THE TASK. Look below for the line containing "In the photo below, where can the white"; from there through the line containing "Target: white egg with yellow zigzag pattern", both lines included, please set down each line exactly and nothing else.

DATA FOR REVIEW.
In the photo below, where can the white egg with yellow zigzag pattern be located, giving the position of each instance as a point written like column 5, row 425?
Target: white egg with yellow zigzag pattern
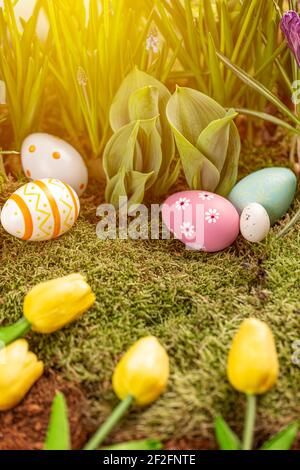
...
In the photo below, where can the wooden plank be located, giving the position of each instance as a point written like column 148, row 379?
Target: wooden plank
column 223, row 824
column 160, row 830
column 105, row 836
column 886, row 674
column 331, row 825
--
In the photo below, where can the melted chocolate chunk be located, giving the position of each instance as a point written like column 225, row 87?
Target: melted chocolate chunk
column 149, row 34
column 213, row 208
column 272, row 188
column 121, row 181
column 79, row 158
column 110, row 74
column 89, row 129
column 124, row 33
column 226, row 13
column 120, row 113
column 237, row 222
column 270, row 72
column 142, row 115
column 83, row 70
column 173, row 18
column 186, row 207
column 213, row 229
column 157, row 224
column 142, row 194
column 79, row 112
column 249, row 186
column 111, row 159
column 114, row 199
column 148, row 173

REPLY.
In the photo below, where can the white egg with yellow zigzag pattern be located, giving the position of each instance as a point written like column 5, row 425?
Target: white egg with yellow zigzag pattern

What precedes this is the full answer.